- **TRAVAIL À FAIRE**:
1. Dans l'entretien avec Alain Rey, à partir de combien d'occurrences peut-on envisager d'inscrire un nouveau mot dans le dictionnaire ?
2. Recopiez le passage de l'entretien avec Alain Rey qui commence par « Et quand un » et se poursuit jusqu'à « la francophonie. Pourquoi ? ».
3. Reformulez sous forme de liste le paragraphe de l'entretien avec Alain Rey qui commence par « Il est difficile d'enrichir le dictionnaire », en conservant ses informations principales.

- **EXTRAIT ÉTUDIÉ**:

Par Laurent Borderie
2007 - 07

Alain Rey est une figure emblématique de la langue française. Linguiste et lexicographe de renom, maître du Petit Robert, il vient de publier Mille ans de langue française, histoire d’une passion, un fabuleux périple qui se lit comme un savant roman.

La langue française n’a de cesse de s’enrichir. N’est-ce pas un travail délicat pour un artisan du dictionnaire ?


Il est difficile d’enrichir le dictionnaire d’un mot nouveau. Un dictionnaire est une cartographie partiellement subjective du langage du moment. Je travaille avec une équipe qui est en relation directe avec le langage de la rue. Nous réalisons un dictionnaire à l’aide de 10 000 livres et de sources aussi différentes que les journaux ou les catalogues de supermarchés qui sont une véritable mine. À partir de 3 millions d’occurrences, on peut envisager d’inscrire un nouveau mot dans le dictionnaire !

Et quand un mot disparaît ?

Qui peut juger de la disparition d’un mot ? Je me souviens que Georges Perec avait, dans l’un de ses romans, inventé un personnage tueur de mots. Il n’y a que les romans pour permettre cela ! Ajouter un mot est toujours discutable, en enlever un n’est pas un impératif, et si nous manquons de place dans nos pages, nous préférons enlever une citation !

Dans votre livre, vous critiquez la politisation de la francophonie. Pourquoi ?


Je n’aime pas que l’on dise que la langue française est une langue venue de France. La langue appartient à ceux qui l’utilisent. Lorsque l’on voudra vraiment que le français soit porteur, il faudra admettre les langues vernaculaires et aller vers un vrai bilinguisme. Je note que toutes les idées généreuses sur la langue viennent des pays bilingues. Au Canada, un pays dans lequel la valeur de la langue est précieuse, la politique d’immigration fait du français un facteur de cohésion. Est-ce pour cela que de nombreux Libanais choisissent de s’y installer ? Sans le moindre doute. La langue n’a pas de passeport. Tout cela permet de créer des communautés d’échanges remarquables. Avec ses mots nouveaux, ses locutions, la francophonie enrichit notre dictionnaire et nous amène, dans la mesure où nous inscrivons des belgicismes ou des helvétismes, à nous pencher sur le français de nos régions qui est d’une richesse insoupçonnée. Lorsque la francophonie nous amène à ces réflexions, je l’apprécie, lorsqu’elle est politique, je doute.

- **DONNÉES PRÉSENTÉES**:

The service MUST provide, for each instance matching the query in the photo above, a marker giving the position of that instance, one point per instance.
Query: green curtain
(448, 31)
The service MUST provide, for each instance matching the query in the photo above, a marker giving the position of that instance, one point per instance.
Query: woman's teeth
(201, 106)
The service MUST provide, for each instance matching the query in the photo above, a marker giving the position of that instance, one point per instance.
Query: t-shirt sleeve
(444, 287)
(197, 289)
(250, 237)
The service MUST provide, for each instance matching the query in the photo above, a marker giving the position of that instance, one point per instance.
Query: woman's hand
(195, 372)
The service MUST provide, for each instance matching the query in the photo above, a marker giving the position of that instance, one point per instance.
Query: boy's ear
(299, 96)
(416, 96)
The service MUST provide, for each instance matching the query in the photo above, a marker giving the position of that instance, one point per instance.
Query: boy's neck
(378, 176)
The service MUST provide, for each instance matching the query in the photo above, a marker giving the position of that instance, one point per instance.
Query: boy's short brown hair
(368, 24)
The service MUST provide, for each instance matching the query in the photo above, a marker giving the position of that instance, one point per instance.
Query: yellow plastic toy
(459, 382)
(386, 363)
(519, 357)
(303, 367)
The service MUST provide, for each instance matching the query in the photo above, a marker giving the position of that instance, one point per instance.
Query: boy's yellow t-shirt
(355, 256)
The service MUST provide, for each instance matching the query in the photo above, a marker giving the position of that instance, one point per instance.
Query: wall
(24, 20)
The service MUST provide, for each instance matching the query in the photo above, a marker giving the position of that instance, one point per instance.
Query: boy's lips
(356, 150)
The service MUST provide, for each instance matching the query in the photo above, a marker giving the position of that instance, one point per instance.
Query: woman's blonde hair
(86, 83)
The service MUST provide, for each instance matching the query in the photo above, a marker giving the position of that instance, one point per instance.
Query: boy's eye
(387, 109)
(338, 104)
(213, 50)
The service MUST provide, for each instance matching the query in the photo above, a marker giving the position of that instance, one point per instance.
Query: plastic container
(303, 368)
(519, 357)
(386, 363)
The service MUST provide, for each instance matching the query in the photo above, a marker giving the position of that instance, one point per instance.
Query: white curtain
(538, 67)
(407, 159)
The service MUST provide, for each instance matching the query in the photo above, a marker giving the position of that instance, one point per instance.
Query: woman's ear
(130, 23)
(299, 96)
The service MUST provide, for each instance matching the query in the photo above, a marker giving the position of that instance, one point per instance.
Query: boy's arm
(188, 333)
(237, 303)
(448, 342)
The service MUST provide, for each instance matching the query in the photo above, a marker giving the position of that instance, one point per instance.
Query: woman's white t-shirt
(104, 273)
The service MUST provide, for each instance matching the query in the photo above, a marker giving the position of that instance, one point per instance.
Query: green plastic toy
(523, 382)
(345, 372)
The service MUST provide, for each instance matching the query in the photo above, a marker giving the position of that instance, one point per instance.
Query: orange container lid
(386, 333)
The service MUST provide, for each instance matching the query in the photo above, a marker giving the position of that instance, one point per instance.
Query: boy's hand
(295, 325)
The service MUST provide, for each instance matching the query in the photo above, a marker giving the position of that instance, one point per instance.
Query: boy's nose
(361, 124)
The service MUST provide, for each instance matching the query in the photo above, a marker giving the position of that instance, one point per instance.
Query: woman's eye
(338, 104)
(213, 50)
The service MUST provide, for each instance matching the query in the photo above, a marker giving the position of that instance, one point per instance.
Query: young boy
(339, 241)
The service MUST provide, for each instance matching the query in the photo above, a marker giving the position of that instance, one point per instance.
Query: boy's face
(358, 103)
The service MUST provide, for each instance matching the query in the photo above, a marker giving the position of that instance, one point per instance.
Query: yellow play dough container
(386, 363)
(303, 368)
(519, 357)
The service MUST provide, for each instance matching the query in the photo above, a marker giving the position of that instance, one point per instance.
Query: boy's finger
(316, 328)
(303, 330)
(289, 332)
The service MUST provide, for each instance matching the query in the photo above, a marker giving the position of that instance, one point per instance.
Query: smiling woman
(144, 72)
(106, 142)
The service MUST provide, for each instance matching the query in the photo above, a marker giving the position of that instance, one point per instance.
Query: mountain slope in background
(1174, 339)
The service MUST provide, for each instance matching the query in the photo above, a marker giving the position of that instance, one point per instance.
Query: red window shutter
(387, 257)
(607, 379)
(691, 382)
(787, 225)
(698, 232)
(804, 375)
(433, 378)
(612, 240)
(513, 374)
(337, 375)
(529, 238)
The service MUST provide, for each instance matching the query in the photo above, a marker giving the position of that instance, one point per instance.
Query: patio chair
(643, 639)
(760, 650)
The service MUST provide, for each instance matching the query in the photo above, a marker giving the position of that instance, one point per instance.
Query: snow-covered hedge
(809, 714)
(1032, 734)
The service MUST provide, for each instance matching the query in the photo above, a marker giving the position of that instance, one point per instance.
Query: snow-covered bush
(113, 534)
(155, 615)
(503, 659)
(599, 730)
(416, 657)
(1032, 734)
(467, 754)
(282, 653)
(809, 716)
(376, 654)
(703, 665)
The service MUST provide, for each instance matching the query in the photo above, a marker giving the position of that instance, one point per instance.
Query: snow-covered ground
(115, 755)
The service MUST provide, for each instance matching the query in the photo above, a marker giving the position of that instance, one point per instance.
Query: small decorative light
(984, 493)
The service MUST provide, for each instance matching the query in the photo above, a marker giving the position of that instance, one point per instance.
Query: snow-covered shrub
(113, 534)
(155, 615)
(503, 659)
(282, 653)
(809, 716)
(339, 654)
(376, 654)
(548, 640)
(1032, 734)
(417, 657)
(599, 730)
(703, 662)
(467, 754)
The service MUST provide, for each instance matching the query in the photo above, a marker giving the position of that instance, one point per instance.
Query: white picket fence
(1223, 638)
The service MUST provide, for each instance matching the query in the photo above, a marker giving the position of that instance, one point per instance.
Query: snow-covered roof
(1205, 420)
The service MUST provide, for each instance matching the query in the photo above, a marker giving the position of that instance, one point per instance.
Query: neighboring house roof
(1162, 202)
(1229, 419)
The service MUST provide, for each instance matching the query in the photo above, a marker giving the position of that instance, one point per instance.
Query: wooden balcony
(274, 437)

- **VOS RÉPONSES**:
1. À partir de 3 millions d'occurrences.

2.
Et quand un mot disparaît ?

Qui peut juger de la disparition d’un mot ? Je me souviens que Georges Perec avait, dans l’un de ses romans, inventé un personnage tueur de mots. Il n’y a que les romans pour permettre cela ! Ajouter un mot est toujours discutable, en enlever un n’est pas un impératif, et si nous manquons de place dans nos pages, nous préférons enlever une citation !

Dans votre livre, vous critiquez la politisation de la francophonie. Pourquoi ?

3.
- Enrichir le dictionnaire d'un mot nouveau est difficile.
- Un dictionnaire est une cartographie partiellement subjective du langage du moment.
- L'équipe est en relation directe avec le langage de la rue.
- Le dictionnaire est réalisé à l'aide de 10 000 livres et de sources variées, comme les journaux ou les catalogues de supermarchés.
- Un nouveau mot peut être envisagé à partir de 3 millions d'occurrences.